PROBLEM REQUIREMENTS:
An exact copy of all the data below is required.

DATA FOR ANALYSIS:
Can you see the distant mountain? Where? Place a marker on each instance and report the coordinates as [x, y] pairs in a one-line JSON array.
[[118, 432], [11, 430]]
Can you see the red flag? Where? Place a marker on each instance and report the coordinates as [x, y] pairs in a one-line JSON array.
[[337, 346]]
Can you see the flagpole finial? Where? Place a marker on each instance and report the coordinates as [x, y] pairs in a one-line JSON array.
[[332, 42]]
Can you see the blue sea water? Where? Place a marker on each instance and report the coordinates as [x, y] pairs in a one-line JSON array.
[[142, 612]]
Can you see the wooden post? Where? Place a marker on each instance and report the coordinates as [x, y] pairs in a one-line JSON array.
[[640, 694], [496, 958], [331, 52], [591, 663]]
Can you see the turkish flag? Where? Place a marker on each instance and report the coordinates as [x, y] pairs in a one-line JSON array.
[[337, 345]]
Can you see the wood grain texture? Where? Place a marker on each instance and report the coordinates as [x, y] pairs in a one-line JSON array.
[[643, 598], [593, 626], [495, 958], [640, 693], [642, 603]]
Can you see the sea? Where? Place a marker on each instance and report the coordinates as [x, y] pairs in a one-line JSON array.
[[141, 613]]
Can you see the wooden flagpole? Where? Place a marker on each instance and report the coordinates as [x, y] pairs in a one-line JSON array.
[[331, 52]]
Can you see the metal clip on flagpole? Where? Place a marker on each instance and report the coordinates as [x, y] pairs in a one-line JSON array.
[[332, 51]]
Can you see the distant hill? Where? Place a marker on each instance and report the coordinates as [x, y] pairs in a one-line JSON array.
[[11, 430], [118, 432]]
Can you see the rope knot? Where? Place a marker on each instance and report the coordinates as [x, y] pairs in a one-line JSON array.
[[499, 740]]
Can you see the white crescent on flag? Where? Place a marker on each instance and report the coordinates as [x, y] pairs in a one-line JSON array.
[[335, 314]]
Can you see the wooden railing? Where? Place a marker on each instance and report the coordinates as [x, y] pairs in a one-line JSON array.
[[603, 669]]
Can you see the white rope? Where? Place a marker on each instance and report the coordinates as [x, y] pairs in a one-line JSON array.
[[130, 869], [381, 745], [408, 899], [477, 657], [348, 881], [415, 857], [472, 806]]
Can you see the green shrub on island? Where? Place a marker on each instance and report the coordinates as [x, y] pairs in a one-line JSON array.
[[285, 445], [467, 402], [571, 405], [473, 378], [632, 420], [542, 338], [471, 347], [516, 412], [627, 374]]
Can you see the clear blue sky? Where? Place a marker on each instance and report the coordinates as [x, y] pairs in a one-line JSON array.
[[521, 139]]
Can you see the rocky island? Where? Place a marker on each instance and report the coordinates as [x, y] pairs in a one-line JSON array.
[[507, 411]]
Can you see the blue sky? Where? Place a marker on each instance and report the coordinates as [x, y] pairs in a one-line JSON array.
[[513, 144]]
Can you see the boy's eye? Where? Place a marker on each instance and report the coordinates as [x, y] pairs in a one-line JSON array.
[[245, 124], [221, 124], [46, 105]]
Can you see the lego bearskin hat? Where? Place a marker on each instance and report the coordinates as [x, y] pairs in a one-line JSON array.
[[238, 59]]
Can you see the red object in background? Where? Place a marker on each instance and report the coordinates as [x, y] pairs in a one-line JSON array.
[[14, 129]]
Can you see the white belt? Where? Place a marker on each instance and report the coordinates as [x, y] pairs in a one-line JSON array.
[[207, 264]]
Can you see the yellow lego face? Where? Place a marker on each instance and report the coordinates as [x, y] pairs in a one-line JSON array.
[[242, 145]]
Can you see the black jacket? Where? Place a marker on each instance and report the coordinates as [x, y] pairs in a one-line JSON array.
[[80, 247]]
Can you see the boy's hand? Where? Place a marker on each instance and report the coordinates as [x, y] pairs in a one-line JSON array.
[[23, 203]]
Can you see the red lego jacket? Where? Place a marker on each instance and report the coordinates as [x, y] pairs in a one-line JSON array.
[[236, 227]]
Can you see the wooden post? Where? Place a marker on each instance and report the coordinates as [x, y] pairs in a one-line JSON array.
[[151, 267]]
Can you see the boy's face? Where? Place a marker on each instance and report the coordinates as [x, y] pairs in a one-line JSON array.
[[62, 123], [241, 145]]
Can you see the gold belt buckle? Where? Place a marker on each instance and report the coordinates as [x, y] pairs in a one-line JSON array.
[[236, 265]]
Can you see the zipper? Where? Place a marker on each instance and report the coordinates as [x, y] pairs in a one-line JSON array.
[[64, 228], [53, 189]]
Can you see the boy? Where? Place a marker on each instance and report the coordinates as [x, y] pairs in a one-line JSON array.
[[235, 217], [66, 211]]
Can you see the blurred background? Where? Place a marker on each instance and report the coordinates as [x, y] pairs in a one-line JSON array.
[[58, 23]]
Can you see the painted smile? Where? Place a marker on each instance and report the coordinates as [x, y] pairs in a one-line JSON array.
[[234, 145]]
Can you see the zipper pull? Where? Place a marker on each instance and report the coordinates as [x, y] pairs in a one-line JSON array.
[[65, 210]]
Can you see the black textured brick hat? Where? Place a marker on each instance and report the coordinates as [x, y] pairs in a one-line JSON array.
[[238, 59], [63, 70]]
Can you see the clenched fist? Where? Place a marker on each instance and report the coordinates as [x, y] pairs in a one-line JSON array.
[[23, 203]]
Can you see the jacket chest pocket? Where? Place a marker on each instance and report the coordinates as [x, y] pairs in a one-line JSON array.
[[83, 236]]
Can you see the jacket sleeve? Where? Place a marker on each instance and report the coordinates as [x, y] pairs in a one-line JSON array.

RESULT OF THE TASK:
Can you see the distant mountain? Where? Place a marker on each instance and report the coordinates as [x, y] pairs in a one-line JSON array.
[[118, 432], [11, 430]]
Can you see the red flag? Where? Place a marker on each instance and report the coordinates as [x, y] pairs in a one-line JSON array.
[[337, 346]]
Can you see the flagpole finial? Where? Place a marker on each instance and report the coordinates as [x, y] pairs in a one-line JSON array.
[[332, 42]]
Can you see the blue sea water? Where? Place a marker on each instance and report the coordinates as [x, y] pairs in a one-line JSON array.
[[142, 612]]
Can you see the wooden post? Where? Place a marker on each instance and report the coordinates as [x, y] pairs in a one-line JSON array.
[[640, 694], [496, 958], [331, 52], [591, 663]]
Can you see the turkish flag? Where? Place a marker on each instance and report the coordinates as [x, y] pairs in a one-line JSON array.
[[337, 345]]
Can you see the wood grain texture? Where? Place a marker on each instance and report the coordinates as [x, y] pairs in a one-line JSON array.
[[643, 598], [593, 626], [495, 958], [640, 693], [642, 603]]
Can you see the sea? Where? Place a marker on each instance and report the coordinates as [x, y] pairs in a one-line JSON array.
[[141, 613]]
Can you see the wooden flagpole? Where? Place a marker on each instance and report the coordinates as [x, y] pairs in a one-line JSON array.
[[331, 52]]
Can you see the metal clip on flagpole? Where? Place a marker on each instance and report the coordinates as [x, y] pairs in a one-line JSON array.
[[332, 51]]
Can you see the distant hill? Where? Place a marker on each instance and report the coordinates as [x, y] pairs in a one-line JSON array.
[[11, 430], [118, 432]]
Can you see the rope knot? Where? Place a marker on each instance and report the coordinates as [x, y] pairs in a one-line JSON array.
[[499, 740]]
Can you see the white crescent on flag? Where? Place a marker on each instance and report the coordinates as [x, y] pairs in a one-line JSON array.
[[335, 314]]
Can you see the wooden railing? Where? Place a marker on each instance and report the coordinates as [x, y] pairs in a one-line JSON array.
[[603, 669]]
Can you see the white rope? Where? Place a marker on each instance and report the coordinates as [x, y] pairs in a one-line JSON array.
[[130, 869], [381, 745], [408, 899], [477, 657], [348, 881], [415, 857], [472, 806]]
Can you see the green shrub on island? Where? Place a marker on each instance and report the coordinates as [x, y] pairs in a one-line JSON array.
[[285, 445], [467, 402], [571, 405], [473, 378], [632, 420], [542, 338], [471, 347], [516, 412], [627, 374]]
Can you see the clear blue sky? Where? Place a marker on each instance and report the coordinates as [x, y] pairs in a one-line JSON array.
[[521, 139]]
Can you see the rocky island? Where? Place a marker on each instance and report the coordinates as [x, y] pairs in a one-line JSON array.
[[507, 411]]
Can you see the blue sky? Where? Place a marker on each instance and report the coordinates as [x, y] pairs in a one-line JSON array.
[[513, 144]]
Can you see the boy's eye? Where? Place a marker on each instance and report the coordinates as [x, y] pairs in a one-line JSON array.
[[245, 124], [221, 124], [46, 105]]
Can you see the lego bearskin hat? Where? Place a marker on each instance and report the coordinates as [x, y] pairs in a one-line JSON array.
[[238, 59]]
Can you see the red object in background? Where? Place a marker on each instance and report the coordinates as [x, y] pairs in a one-line JSON array.
[[14, 129]]
Can you see the white belt? Where? Place a marker on each instance and report the coordinates as [x, y] pairs in a one-line JSON array.
[[207, 264]]
Can you see the yellow lego face? Where? Place a marker on each instance and report the coordinates as [x, y] pairs in a one-line JSON array.
[[242, 145]]
Can you see the black jacket? Where? Place a marker on each instance and report the coordinates as [x, y] pairs in a one-line JSON array.
[[80, 247]]
Can you see the boy's hand? Where? Place a marker on each instance and report the coordinates as [x, y] pairs in a one-line JSON array.
[[23, 203]]
Can you see the red lego jacket? Where? Place a marker on each instance and report the coordinates as [x, y] pairs in a one-line JSON array.
[[236, 227]]
Can you see the wooden post? Where? Place a marker on each instance and report the coordinates as [x, y] pairs in a one-line JSON array.
[[151, 267]]
Can you see the boy's face? Where? Place a marker on each instance and report the coordinates as [x, y] pairs in a one-line JSON array.
[[62, 123], [241, 145]]
Can you see the gold belt buckle? Where? Place a marker on each instance and report the coordinates as [x, y] pairs in a one-line JSON array.
[[236, 265]]
Can you see the zipper? Where? Place a marker on each instance and report the coordinates as [x, y] pairs in a one-line JSON array.
[[64, 228], [53, 189]]
Can you see the boy? Where? Place a marker on each instance and report the coordinates as [x, y] pairs in a one-line JSON array.
[[235, 217], [66, 211]]
Can you see the blurred background? Where? Place a marker on each instance and report the coordinates as [x, y] pairs in a one-line JSON array.
[[58, 23]]
Can you see the painted smile? Where? Place a marker on each instance and report the coordinates as [x, y] pairs in a one-line JSON array.
[[234, 145]]
Can you see the zipper pull? Where? Place a marker on each instance and report the coordinates as [x, y] pairs in a one-line JSON array.
[[65, 210]]
Can you see the black textured brick hat? Where? Place a marker on each instance and report the coordinates as [x, y] pairs in a one-line JSON array.
[[238, 59], [63, 70]]
Can you see the clenched fist? Where? Place a marker on each instance and report the coordinates as [x, y] pairs in a one-line JSON array.
[[23, 203]]
Can you see the jacket chest pocket? Where? Place a marker on each instance and report the coordinates as [x, y] pairs in a one-line JSON array.
[[83, 236]]
Can you see the jacket sleeve? Where? Place a marker on each instance and report the coordinates as [x, y] pairs in a one-line JSON array.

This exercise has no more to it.